--- START MATERIAL PROVIDED ---

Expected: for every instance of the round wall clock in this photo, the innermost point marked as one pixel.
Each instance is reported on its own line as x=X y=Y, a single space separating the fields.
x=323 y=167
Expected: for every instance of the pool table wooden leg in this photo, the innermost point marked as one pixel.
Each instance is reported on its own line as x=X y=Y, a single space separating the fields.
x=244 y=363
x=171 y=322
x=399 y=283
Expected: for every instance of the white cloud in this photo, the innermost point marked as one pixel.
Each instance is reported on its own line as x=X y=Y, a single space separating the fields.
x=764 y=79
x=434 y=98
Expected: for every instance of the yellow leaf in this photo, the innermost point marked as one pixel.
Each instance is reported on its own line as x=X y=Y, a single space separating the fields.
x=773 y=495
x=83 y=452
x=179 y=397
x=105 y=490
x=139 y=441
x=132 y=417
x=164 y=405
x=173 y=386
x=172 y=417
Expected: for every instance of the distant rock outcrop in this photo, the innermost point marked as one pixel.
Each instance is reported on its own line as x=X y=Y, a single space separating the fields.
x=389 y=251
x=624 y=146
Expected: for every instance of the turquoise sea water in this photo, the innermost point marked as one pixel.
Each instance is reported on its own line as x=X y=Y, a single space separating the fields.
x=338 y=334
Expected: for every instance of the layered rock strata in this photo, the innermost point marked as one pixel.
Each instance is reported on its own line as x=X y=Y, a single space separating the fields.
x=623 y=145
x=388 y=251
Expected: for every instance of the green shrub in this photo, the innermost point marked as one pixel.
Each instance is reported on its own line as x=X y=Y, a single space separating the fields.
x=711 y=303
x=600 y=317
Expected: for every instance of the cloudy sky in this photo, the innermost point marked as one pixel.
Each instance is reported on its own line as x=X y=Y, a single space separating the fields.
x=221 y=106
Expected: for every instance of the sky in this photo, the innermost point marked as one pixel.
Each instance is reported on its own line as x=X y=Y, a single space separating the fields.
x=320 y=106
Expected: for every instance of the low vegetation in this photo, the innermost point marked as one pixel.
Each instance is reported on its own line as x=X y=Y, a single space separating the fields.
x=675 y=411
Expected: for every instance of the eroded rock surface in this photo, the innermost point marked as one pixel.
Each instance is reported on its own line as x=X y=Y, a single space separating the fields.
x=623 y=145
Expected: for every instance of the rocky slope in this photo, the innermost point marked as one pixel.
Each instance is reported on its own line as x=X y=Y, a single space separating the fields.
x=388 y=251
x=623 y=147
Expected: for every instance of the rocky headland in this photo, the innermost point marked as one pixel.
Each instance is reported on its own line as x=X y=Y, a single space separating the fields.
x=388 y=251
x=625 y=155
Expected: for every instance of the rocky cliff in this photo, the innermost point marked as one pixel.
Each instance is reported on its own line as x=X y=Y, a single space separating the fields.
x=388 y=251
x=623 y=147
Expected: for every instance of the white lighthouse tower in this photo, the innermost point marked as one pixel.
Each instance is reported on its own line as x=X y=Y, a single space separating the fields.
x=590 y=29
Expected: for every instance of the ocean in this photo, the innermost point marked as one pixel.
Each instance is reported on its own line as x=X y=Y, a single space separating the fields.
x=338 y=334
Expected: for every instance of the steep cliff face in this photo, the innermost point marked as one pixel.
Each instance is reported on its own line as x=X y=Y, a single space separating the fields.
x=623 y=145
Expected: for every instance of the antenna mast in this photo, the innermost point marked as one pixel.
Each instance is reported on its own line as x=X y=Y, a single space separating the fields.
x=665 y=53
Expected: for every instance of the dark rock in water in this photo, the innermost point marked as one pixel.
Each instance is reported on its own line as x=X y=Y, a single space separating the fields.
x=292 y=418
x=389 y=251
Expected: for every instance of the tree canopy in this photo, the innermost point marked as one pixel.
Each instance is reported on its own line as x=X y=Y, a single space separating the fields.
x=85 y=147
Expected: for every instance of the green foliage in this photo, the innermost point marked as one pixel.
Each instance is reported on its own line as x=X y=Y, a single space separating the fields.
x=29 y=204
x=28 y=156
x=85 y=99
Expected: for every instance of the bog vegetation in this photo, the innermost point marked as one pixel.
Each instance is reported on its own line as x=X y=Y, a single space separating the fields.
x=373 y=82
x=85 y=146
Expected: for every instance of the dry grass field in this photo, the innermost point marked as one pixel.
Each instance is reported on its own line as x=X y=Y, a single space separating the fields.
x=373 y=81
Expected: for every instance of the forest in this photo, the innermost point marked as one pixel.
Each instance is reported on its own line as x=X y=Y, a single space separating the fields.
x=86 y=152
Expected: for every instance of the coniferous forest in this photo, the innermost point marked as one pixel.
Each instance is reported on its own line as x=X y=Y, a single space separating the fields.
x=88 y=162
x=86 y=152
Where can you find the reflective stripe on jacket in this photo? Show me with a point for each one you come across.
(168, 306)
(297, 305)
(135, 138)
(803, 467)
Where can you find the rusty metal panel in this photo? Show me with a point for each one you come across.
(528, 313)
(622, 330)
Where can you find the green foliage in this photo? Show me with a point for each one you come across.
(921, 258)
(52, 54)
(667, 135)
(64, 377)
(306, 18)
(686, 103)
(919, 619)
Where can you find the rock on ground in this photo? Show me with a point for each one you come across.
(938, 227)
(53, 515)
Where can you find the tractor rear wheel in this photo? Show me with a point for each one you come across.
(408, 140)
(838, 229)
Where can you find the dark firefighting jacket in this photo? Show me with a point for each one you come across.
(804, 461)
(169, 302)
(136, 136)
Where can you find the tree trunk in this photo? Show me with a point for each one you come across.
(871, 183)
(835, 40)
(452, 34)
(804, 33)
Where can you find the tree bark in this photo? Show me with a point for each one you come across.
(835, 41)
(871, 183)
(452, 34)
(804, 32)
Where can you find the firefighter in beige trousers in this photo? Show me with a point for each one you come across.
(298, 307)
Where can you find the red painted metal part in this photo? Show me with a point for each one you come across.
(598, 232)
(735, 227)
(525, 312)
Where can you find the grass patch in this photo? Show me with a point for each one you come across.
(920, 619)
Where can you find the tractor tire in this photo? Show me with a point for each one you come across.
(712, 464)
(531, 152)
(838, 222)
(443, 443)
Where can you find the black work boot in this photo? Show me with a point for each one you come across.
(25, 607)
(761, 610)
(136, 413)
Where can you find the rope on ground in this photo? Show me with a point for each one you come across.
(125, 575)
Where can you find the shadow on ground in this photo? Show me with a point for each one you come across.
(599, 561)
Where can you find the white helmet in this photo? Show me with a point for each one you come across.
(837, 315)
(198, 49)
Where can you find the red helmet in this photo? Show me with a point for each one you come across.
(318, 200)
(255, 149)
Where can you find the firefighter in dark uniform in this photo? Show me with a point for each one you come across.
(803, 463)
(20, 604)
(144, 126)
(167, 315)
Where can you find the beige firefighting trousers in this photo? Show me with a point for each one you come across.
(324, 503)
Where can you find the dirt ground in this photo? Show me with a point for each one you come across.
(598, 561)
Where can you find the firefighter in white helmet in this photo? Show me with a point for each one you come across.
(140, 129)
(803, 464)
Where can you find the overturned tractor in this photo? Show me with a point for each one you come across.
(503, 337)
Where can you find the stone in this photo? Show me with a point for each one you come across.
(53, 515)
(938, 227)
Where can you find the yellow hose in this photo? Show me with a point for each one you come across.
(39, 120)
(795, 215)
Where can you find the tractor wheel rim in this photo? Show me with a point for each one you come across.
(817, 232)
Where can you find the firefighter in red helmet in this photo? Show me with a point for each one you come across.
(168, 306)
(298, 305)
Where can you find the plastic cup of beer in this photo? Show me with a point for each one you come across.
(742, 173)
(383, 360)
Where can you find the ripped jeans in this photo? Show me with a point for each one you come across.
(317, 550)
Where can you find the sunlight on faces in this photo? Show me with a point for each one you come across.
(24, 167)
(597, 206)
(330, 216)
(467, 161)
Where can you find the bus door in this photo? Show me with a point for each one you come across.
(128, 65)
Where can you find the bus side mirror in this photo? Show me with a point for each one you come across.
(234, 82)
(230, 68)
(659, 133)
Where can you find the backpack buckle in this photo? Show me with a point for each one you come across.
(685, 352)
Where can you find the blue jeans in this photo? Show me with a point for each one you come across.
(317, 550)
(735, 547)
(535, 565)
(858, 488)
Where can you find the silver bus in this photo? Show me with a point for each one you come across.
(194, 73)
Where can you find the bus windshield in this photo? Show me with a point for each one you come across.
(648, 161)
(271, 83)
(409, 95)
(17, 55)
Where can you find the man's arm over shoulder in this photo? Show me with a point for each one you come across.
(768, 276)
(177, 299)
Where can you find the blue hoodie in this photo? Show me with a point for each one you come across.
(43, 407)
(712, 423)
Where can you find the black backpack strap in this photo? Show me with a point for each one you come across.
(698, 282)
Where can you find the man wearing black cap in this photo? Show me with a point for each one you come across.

--- END MATERIAL PROVIDED ---

*AIM OF THE EXERCISE*
Rewrite the listing from the line with "Expected: for every instance of the cloudy" to the line with "x=320 y=106", both lines included, keeping the requests unchanged. Multiply every x and y coordinate in the answers by 0.6 and round each result to a whole number, with halves rounding up.

*PROBLEM SOLUTION*
Expected: for every instance of the cloudy sky in this photo, the innermost point marked as one pixel.
Each instance is reported on its own line as x=X y=Y, a single space separating the fields.
x=133 y=64
Expected: for every instance of the sky in this photo, the innermost point marked as one pixel.
Each instance is reported on its own line as x=X y=Y, a single space separating the fields.
x=192 y=64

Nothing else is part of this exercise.